'''

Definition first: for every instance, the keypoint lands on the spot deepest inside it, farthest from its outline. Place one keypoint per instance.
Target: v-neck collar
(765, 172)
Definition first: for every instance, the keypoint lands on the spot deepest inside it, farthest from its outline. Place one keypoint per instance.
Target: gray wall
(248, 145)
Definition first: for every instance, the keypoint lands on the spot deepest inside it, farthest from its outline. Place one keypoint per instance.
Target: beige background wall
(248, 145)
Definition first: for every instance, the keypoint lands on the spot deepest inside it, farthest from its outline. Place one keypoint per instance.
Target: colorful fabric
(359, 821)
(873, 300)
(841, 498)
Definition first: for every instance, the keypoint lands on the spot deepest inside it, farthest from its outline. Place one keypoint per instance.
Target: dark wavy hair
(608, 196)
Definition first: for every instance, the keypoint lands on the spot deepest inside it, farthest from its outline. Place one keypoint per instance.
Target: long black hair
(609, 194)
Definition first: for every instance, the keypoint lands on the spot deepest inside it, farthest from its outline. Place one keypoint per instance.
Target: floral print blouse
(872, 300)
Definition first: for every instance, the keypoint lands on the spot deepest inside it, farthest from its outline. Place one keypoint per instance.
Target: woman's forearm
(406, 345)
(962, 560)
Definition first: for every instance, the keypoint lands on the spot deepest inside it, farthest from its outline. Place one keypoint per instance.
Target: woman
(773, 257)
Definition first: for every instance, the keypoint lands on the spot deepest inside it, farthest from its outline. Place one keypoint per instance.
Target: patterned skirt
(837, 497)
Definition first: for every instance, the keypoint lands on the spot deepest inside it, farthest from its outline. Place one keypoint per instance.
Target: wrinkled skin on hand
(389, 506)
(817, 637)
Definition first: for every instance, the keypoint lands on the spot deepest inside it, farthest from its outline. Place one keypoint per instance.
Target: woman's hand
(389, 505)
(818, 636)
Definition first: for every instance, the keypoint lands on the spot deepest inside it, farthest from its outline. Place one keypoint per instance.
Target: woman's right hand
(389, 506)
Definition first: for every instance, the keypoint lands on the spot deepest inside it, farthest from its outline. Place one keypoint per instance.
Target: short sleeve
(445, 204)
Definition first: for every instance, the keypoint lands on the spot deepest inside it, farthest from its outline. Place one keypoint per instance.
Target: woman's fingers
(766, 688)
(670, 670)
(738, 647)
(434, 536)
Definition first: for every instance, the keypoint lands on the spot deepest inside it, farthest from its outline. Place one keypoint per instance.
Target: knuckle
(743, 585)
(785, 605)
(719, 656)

'''
'''

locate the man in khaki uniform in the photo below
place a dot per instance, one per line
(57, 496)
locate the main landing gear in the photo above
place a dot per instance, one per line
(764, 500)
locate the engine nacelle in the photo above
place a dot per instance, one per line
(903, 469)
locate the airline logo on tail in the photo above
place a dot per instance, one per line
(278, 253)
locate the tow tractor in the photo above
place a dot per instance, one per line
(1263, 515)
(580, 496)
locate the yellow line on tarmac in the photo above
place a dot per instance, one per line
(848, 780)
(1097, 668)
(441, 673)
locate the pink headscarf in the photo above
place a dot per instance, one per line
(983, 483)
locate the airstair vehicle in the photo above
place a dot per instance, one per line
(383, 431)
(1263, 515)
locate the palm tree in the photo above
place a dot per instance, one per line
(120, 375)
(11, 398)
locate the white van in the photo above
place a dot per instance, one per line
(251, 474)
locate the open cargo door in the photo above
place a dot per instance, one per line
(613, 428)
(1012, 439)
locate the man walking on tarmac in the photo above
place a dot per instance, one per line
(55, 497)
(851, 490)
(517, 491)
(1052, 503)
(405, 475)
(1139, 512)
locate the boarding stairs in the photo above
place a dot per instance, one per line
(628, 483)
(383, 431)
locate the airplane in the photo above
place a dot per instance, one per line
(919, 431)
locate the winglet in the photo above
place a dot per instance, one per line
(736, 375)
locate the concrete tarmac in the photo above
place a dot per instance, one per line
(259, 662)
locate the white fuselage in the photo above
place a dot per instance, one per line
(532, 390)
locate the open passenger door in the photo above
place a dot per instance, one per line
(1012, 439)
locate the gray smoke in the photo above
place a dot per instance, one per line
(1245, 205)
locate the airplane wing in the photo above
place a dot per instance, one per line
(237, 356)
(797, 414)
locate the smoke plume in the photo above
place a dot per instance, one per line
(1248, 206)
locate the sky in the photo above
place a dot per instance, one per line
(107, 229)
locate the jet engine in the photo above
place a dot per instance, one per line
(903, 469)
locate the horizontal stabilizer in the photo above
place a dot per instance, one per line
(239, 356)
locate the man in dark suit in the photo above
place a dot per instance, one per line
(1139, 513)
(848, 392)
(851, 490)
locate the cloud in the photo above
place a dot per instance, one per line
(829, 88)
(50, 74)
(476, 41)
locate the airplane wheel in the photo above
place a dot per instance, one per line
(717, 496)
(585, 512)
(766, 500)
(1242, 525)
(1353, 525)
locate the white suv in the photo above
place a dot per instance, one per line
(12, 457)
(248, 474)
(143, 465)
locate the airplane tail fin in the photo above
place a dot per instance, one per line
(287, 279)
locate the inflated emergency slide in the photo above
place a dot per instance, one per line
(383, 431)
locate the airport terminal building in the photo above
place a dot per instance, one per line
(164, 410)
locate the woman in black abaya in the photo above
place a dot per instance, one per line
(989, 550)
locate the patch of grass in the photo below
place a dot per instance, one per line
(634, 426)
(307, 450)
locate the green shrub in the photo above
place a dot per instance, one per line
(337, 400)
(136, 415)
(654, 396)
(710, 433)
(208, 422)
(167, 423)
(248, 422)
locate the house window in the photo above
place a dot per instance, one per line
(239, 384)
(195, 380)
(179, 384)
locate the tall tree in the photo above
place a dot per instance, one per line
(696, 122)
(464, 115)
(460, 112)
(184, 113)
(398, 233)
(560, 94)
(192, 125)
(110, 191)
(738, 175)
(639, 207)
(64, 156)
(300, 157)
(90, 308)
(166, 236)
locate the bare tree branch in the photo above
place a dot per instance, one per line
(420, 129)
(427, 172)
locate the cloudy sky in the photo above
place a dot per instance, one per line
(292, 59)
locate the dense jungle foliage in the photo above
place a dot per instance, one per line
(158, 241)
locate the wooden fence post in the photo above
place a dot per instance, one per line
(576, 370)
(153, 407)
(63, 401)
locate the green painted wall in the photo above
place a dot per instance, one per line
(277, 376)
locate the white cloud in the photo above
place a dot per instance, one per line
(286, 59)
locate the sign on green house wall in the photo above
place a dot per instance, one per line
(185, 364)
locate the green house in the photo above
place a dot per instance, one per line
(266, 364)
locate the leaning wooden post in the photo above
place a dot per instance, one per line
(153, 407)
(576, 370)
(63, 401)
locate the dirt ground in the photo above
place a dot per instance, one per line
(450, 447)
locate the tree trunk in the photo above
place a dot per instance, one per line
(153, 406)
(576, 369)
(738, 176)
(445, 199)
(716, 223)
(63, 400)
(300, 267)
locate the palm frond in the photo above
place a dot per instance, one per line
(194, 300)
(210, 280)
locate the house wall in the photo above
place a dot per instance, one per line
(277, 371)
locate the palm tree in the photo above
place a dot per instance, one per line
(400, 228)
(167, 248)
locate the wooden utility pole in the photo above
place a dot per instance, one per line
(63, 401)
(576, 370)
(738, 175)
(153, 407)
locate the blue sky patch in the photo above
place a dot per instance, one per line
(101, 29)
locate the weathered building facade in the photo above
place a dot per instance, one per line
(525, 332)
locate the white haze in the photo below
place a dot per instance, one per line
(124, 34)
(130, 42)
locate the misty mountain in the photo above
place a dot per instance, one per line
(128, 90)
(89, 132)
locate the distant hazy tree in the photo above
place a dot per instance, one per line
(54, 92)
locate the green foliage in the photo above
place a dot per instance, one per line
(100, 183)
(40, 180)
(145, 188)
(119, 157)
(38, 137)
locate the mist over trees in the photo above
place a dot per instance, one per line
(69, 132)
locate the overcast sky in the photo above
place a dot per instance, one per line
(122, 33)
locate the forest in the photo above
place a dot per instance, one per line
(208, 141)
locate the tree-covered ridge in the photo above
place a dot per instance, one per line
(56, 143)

'''

- [Prompt]:
Find every line in the records above that holds the word "house", and copy each one.

- [Exercise result]:
locate the house window in the photo above
locate the sign on green house wall in the photo above
locate the green house in the photo above
locate the house wall in the photo above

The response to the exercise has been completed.